Start

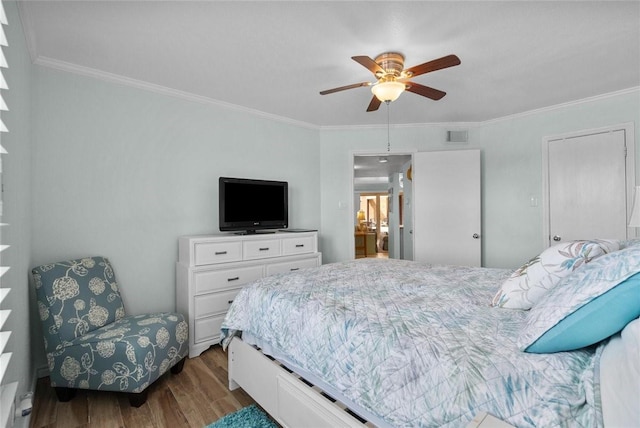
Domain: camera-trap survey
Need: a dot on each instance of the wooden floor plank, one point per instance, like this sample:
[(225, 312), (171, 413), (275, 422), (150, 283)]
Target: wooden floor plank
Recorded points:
[(192, 399)]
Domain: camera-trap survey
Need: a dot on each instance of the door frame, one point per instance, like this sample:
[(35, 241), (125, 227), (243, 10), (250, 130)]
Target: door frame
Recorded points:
[(352, 155), (630, 164)]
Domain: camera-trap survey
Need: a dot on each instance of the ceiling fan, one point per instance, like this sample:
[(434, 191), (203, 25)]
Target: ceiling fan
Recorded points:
[(393, 78)]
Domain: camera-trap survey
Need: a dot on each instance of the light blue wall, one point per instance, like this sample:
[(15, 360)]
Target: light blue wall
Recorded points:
[(16, 179), (124, 172), (511, 171)]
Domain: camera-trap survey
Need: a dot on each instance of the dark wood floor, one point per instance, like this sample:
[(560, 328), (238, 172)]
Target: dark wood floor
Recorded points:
[(194, 398)]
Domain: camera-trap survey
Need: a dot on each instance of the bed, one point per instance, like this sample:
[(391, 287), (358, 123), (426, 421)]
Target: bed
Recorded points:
[(393, 343)]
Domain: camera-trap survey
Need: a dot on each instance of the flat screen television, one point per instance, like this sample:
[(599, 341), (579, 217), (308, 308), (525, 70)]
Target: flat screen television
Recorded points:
[(249, 206)]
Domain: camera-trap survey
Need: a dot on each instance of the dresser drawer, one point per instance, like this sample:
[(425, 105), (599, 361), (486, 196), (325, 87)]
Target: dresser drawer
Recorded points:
[(300, 245), (213, 303), (261, 249), (291, 266), (208, 328), (207, 253), (206, 281)]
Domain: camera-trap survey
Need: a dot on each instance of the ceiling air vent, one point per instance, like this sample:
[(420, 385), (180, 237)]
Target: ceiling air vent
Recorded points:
[(457, 136)]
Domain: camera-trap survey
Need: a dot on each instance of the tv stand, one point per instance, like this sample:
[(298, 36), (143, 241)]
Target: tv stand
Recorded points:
[(212, 269)]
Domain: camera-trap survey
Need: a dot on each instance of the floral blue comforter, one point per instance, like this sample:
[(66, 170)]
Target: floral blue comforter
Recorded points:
[(417, 345)]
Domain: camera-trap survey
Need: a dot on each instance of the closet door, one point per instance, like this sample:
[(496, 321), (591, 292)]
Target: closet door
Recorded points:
[(446, 200), (587, 190)]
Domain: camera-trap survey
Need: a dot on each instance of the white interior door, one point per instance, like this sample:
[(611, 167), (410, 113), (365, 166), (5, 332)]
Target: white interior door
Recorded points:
[(446, 200), (587, 190)]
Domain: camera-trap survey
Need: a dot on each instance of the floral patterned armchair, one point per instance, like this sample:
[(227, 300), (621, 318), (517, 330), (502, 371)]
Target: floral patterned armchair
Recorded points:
[(91, 344)]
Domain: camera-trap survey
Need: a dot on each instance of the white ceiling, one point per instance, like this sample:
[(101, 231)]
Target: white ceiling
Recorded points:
[(274, 57)]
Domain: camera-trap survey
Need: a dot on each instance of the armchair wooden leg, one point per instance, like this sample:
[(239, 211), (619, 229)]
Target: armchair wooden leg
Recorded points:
[(65, 394), (137, 399), (177, 368)]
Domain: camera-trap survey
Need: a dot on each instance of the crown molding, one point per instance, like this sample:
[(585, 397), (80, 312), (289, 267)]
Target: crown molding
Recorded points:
[(159, 89), (564, 105), (139, 84)]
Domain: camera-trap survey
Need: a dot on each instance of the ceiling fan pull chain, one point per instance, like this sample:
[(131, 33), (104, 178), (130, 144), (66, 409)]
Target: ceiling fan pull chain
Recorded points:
[(388, 132)]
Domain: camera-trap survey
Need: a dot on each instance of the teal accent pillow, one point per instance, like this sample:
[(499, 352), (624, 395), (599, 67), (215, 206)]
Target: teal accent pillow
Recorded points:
[(586, 307)]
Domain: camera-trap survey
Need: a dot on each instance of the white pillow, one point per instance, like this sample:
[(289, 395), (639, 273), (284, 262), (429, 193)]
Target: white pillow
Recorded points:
[(620, 378), (533, 279)]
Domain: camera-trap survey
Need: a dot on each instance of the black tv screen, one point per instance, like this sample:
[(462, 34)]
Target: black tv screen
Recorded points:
[(248, 205)]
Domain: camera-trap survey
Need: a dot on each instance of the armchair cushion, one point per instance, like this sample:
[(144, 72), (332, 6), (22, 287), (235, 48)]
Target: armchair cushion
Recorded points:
[(127, 355), (79, 296)]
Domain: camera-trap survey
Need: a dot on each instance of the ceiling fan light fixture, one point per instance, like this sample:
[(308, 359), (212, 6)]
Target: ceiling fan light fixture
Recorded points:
[(388, 91)]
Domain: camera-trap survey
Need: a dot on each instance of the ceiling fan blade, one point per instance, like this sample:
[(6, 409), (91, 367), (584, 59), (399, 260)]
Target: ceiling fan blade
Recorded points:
[(436, 64), (343, 88), (425, 91), (374, 104), (368, 63)]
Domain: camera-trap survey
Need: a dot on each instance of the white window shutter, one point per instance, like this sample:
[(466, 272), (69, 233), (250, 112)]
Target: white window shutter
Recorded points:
[(7, 391)]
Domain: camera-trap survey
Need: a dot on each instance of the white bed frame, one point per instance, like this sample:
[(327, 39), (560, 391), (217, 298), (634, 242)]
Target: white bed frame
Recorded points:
[(283, 394), (293, 402)]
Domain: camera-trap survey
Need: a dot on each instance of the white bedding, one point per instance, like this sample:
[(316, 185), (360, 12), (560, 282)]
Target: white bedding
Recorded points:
[(417, 345), (620, 378)]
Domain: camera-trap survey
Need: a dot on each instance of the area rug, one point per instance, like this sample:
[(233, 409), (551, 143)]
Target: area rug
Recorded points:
[(247, 417)]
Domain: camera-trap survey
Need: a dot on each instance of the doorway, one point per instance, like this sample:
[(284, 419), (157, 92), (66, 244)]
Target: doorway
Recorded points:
[(378, 216)]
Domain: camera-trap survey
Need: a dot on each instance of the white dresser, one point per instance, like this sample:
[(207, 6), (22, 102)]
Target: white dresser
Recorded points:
[(211, 269)]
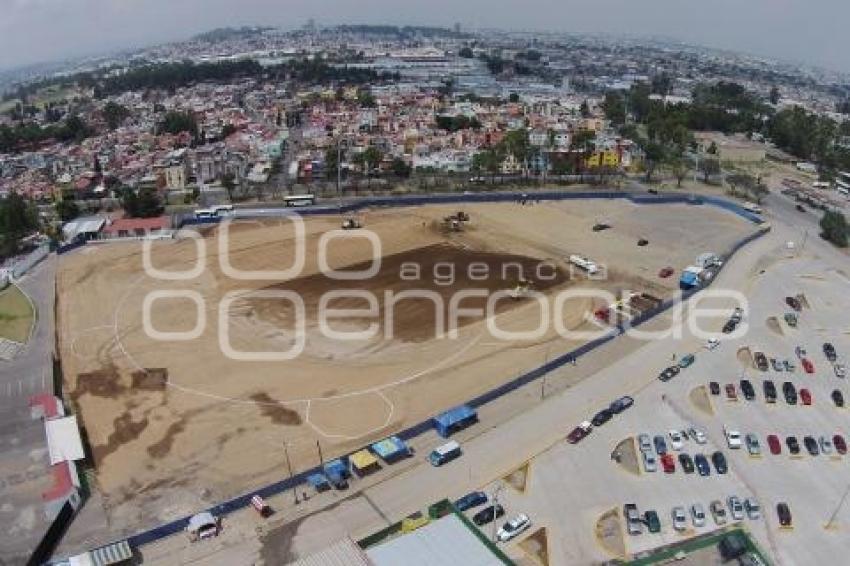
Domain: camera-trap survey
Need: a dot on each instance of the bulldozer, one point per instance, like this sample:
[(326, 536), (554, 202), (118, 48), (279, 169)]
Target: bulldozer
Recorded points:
[(351, 223)]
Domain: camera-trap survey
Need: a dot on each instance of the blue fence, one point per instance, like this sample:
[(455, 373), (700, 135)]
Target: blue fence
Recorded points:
[(300, 479)]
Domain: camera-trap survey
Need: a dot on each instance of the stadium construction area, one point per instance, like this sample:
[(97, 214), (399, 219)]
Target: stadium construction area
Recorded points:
[(170, 415)]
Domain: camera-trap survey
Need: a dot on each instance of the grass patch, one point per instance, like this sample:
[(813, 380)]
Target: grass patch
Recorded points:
[(16, 315)]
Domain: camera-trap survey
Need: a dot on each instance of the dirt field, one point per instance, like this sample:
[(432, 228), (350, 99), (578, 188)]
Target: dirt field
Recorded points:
[(167, 416)]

End

Task to carry out: Rewrite all of the data above as a numbered list with one entry per line, skipping any blank lines and leaving the pictures out.

Full solution:
1. Domain: camera-trap survey
2. Need: a dot on each instance of the wooden floor plank, one point per instance, like this sample:
3. [(225, 312), (171, 413), (275, 422), (150, 283)]
4. Target: wooden floor plank
5. Recorded points:
6. [(192, 399)]
7. Domain: camera-trap survey
8. Need: a dot on each instance of the door frame, one point per instance, like this sample:
9. [(35, 241), (125, 227), (243, 10), (250, 130)]
10. Target: door frame
11. Recorded points:
12. [(352, 155), (630, 164)]
13. Domain: camera-trap survey
14. Need: a dot on each instance of the ceiling fan, one point per instance, like this sample:
15. [(434, 191), (203, 25)]
16. Target: ceiling fan
17. Recorded points:
18. [(393, 78)]
19. Domain: camera-trap survey
20. Need: a dot on each instance of the light blue wall, one point per instance, like this sample:
21. [(15, 360)]
22. Target: light blue wall
23. Recorded points:
24. [(16, 179), (124, 172), (511, 171)]
25. Domain: camera-trap survey
26. Need: a dot on each instance of the dark wood floor, one point per instance, like this sample:
27. [(560, 328), (238, 172)]
28. Target: dark wood floor
29. Recorded points:
30. [(194, 398)]
31. Domain: camera-trap survey
32. Need: a dot on each instance of the bed, one point per instance, like this sample:
33. [(391, 287), (358, 123), (426, 421)]
34. Target: bed
35. Recorded points:
36. [(393, 343)]
37. Domain: camera-trap survey
38. Need: a dot on each instance of the flat screen television, one point per instance, like this sample:
39. [(599, 341), (579, 217), (308, 308), (525, 70)]
40. Target: flat screen television
41. Recorded points:
42. [(249, 206)]
43. Domain: camera-trap survey
44. Need: a dot on each instance of the dresser drawer, one point per instance, like this sample:
45. [(425, 105), (599, 361), (486, 196), (325, 87)]
46. Target: dresser drawer
47. Recorded points:
48. [(300, 245), (213, 303), (261, 249), (291, 266), (208, 328), (207, 253), (206, 281)]
49. Domain: camera-trap survey
50. Need: a dot on each instance of the ceiling air vent, one point per instance, like this sample:
51. [(420, 385), (180, 237)]
52. Target: ceiling air vent
53. Recorded points:
54. [(457, 136)]
55. Domain: camera-trap survey
56. Need: a dot on each instance of the tv stand, one point per instance, like this sample:
57. [(298, 36), (143, 241)]
58. Target: tv stand
59. Recorded points:
60. [(212, 269)]
61. Domain: camera-trap survey
62. Need: a dot on each instance of the floral blue comforter, one point per instance, like this sample:
63. [(66, 170)]
64. Target: floral blue comforter
65. Recorded points:
66. [(417, 345)]
67. Domain: camera-trap survey
68. Need: a dot on each instance of the closet door, one point per instance, like this sample:
69. [(496, 321), (591, 292)]
70. Target: closet door
71. Recorded points:
72. [(446, 200), (587, 190)]
73. Domain: camera-trap survey
74. Need: a dot on each instance of the white interior door, one point per instance, like this sample:
75. [(611, 167), (410, 113), (365, 166), (5, 332)]
76. Target: white interior door
77. Recorded points:
78. [(446, 200), (587, 190)]
79. Domain: camera-trap survey
80. Need: a dot on each instance of the floral patterned armchair, one point per instance, like this sample:
81. [(227, 300), (621, 318), (517, 330), (502, 371)]
82. Target: floral patterned armchair
83. Recorded points:
84. [(91, 344)]
85. Domain: camera-trap survey
86. Need: a dot on each instance of the white ceiling, one point per instance, like this sample:
87. [(101, 231)]
88. Target: white ceiling
89. Recorded points:
90. [(274, 57)]
91. Domain: camera-trap survey
92. Need: a dot on each instance of the armchair wooden leg, one point per instance, like this sample:
93. [(239, 211), (619, 229)]
94. Target: armchair wooden leg
95. Recorded points:
96. [(65, 394), (137, 399), (177, 368)]
97. Domain: camera-trap survey
98. Need: a dot on each instance of the crown molding, one point per instance, like this sample:
99. [(585, 397), (80, 312), (289, 267)]
100. Target: crown molding
101. Recorded points:
102. [(159, 89), (564, 105), (139, 84)]
103. Domain: camera-trap survey
104. Need: a dot on each instance of the ceiling fan pull chain, one point per instance, like this sample:
105. [(131, 33), (104, 178), (130, 144), (66, 409)]
106. Target: ceiling fan pull chain
107. Recorded points:
108. [(388, 132)]
109. Domain: camera-trap survey
110. Need: a dot on each instance of the teal accent pillow, one point per instance, like this sample:
111. [(499, 352), (624, 395), (599, 67), (215, 206)]
112. Target: teal accent pillow
113. Recorded points:
114. [(586, 307)]
115. Domain: camera-trap survey
116. Need: a dot on each instance of the white pillow, one point per instance, like this sample:
117. [(289, 395), (639, 273), (284, 262), (429, 193)]
118. Target: white pillow
119. Recorded points:
120. [(620, 378), (533, 279)]
121. Domain: camera-trap survey
122. Need: a dot on each instance of the black tv screen, one point per instance, like this sample:
123. [(462, 34)]
124. Target: black tv screen
125. Recorded points:
126. [(248, 205)]
127. Domain: camera-trap survey
128. Need: a dot on each instance of the armchair cushion, one point per instance, like this sample:
129. [(144, 72), (332, 6), (22, 287), (235, 48)]
130. Target: armchair cushion
131. Recorded points:
132. [(127, 355), (79, 296)]
133. Domain: camera-trap survey
134. Need: a dot on each instance of the ceiling fan light fixture, one point per instance, like this sample:
135. [(308, 359), (212, 6)]
136. Target: ceiling fan light fixture
137. Recorded points:
138. [(388, 91)]
139. Domain: camera-trap survey
140. Need: a dot on each instance of the ceiling fan blade, one point per instance, like this sample:
141. [(6, 409), (91, 367), (584, 59), (399, 260)]
142. Target: ceiling fan blade
143. Recorded points:
144. [(436, 64), (343, 88), (425, 91), (374, 104), (368, 63)]
145. Domain: camera-trap survey
146. Need: a dot on each instance of the white window shutter, one point per instance, like this sample:
147. [(466, 272), (69, 233), (250, 112)]
148. Target: white window shutter
149. Recorded points:
150. [(7, 391)]
151. Domain: camera-trap survey
152. Need: a dot on each instance of the white bed frame, one point per instance, like this sample:
153. [(327, 39), (560, 391), (217, 298), (634, 242)]
154. Target: white bed frame
155. Recorded points:
156. [(283, 394), (293, 402)]
157. Domain: camera-trap survey
158. Need: a dot on each instance of the white bedding, one point per instance, like this sample:
159. [(316, 185), (360, 12), (560, 282)]
160. Target: white bedding
161. Recorded points:
162. [(417, 345), (620, 378)]
163. Domain: camera-trap survey
164. Need: a dot on each instance of the area rug, one point per instance, like this sample:
165. [(233, 409), (551, 143)]
166. Target: area rug
167. Recorded points:
168. [(247, 417)]
169. Domain: camera-trap survey
170. Need: a dot on each instance of the doorway, one point per instance, like this sample:
171. [(284, 419), (157, 92), (66, 244)]
172. Target: doorway
173. Recorded points:
174. [(378, 216)]
175. Domain: camera-trap survey
176. Need: a dot on each instance of the white dresser, one point per instance, like this sample:
177. [(207, 6), (22, 102)]
178. Target: white dresser
179. Recorded points:
180. [(211, 269)]
181. Domain: camera-trap survey
182. Need: a dot on each instance of the bulldozer, one point per instance, like this sample:
183. [(326, 536), (554, 202), (118, 48), (279, 169)]
184. Target: bulldozer
185. Recorded points:
186. [(351, 223)]
187. Domain: camera-trap survey
188. Need: a dot on each instance of the blue fence, one point per instance, like this sample:
189. [(455, 373), (700, 135)]
190. Target: blue fence
191. Recorded points:
192. [(300, 479)]
193. Domain: camera-trap survey
194. Need: a dot on each instance of the stadium construction area, one point per instance, like this sample:
195. [(97, 214), (399, 219)]
196. Target: stadium construction area
197. Recorded points:
198. [(170, 415)]
199. Domain: camera-trap survey
200. Need: a dot on each instance of the grass patch, one point per instance, like this sample:
201. [(813, 380)]
202. Target: grass patch
203. Recorded points:
204. [(16, 315)]
205. Domain: camera-trap survey
206. Need: a dot on each instance of the dirt field, one point per instance, like this sample:
207. [(432, 228), (350, 99), (578, 188)]
208. Target: dirt field
209. Recorded points:
210. [(167, 416)]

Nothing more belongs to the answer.